Records for the exercise:
....

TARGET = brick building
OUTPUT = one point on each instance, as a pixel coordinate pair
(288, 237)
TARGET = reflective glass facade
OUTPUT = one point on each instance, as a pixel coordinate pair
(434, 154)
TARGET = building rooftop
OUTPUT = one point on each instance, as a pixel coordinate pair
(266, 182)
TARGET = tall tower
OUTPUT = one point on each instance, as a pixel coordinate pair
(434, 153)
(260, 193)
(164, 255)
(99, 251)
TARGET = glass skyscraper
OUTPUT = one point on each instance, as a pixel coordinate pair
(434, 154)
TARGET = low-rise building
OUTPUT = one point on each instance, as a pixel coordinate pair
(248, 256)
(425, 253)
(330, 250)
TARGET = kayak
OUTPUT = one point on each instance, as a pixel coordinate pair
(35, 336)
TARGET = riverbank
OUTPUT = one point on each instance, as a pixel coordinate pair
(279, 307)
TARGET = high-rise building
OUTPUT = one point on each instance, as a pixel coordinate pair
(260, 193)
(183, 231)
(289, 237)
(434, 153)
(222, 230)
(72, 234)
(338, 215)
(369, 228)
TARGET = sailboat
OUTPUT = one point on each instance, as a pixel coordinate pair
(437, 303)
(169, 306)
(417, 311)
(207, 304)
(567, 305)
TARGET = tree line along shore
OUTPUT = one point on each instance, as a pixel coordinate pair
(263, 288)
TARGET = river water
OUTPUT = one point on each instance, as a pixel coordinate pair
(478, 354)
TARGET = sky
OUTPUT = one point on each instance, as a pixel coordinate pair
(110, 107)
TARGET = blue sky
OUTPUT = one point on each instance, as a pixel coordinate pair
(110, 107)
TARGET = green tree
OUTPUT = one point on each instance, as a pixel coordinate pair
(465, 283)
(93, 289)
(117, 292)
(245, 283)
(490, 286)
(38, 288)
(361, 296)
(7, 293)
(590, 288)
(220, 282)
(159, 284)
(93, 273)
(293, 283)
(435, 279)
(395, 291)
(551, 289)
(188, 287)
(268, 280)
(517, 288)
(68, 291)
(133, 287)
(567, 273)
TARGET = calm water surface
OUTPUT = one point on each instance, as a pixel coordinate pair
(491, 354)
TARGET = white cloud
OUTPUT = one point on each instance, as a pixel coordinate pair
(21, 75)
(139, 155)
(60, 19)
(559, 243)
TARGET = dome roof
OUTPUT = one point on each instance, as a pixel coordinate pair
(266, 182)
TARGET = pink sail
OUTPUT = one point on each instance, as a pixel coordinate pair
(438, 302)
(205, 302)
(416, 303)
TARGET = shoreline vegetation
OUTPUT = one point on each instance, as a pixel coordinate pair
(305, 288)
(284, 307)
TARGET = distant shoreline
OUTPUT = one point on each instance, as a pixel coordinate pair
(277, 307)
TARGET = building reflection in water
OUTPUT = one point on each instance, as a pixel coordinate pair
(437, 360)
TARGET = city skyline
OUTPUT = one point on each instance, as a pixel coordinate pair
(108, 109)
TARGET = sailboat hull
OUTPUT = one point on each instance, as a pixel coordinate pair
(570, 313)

....

Short problem:
Please reproduce each record precisely as written.

Written solution:
TARGET = brick building
OUTPUT = one point on each instance, as a pixel coordinate pair
(288, 237)
TARGET = reflective glass facade
OUTPUT = one point on each instance, as a pixel coordinate pair
(434, 154)
TARGET = building rooftop
OUTPUT = one point on each instance, as a pixel coordinate pair
(266, 182)
TARGET = tall tower
OUTPUT = one point on each instance, as a pixel coordinate pair
(434, 153)
(260, 193)
(164, 255)
(99, 251)
TARGET = glass skyscraper
OUTPUT = one point on each instance, as a pixel coordinate pair
(434, 154)
TARGET = low-rise building
OUTPUT = one point on each instance, as a pixel coordinate pair
(248, 256)
(425, 253)
(330, 250)
TARGET = kayak
OUTPUT = one point on each instance, as a pixel coordinate pair
(35, 336)
TARGET = riverbank
OUTPUT = one point on each instance, as a pixel coordinate pair
(279, 307)
TARGET = high-rise building
OUTPUT = one point on each instance, as a pixel coordinate pair
(260, 193)
(183, 231)
(289, 237)
(434, 153)
(222, 230)
(72, 234)
(338, 215)
(369, 228)
TARGET = sailboat
OUTPUT = one point on each instance, as a pixel coordinate pair
(437, 303)
(169, 306)
(417, 311)
(207, 304)
(567, 305)
TARGET = tree line along shore
OUTPUT = one point on each instance, as a pixel coordinate pair
(263, 288)
TARGET = river water
OUTPUT = one point on each instance, as a pixel coordinate pair
(478, 354)
TARGET = sky
OUTPUT = one point on each instance, as a pixel coordinate pair
(110, 107)
TARGET = blue sky
OUTPUT = one point on each instance, as a pixel coordinate pair
(110, 107)
TARGET = green tree
OUTPUT = one point on each instance, as a pixel coordinate pair
(465, 283)
(93, 289)
(117, 292)
(245, 283)
(490, 286)
(38, 288)
(361, 296)
(7, 293)
(590, 288)
(220, 282)
(159, 284)
(93, 273)
(293, 283)
(435, 279)
(395, 291)
(551, 289)
(188, 287)
(268, 280)
(517, 288)
(68, 291)
(133, 287)
(567, 273)
TARGET = calm water surface
OUTPUT = one point on each instance, as a pixel coordinate pair
(491, 354)
TARGET = white cloud
OUTPUT = one point on each instance, as a pixel coordinate pair
(21, 75)
(139, 155)
(60, 19)
(559, 243)
TARGET = dome roof
OUTPUT = one point on each instance, as a pixel coordinate pair
(266, 182)
TARGET = pink sail
OUTPUT = one point on each instance, as a pixel coordinate pair
(438, 302)
(205, 302)
(416, 303)
TARGET = shoreline vegetation
OUTPUT = one point on each instance, as a pixel coordinate pair
(305, 288)
(284, 307)
TARGET = distant shoreline
OUTPUT = one point on each instance, as a pixel coordinate pair
(277, 307)
TARGET = building reflection in water
OUTPUT = one point on each instance, as a pixel coordinate pair
(437, 360)
TARGET = city skyline
OUTPUT = one point on each instance, as a pixel coordinate pair
(108, 109)
TARGET = sailboat hull
OUTPUT = one point on each instance, as a pixel coordinate pair
(570, 313)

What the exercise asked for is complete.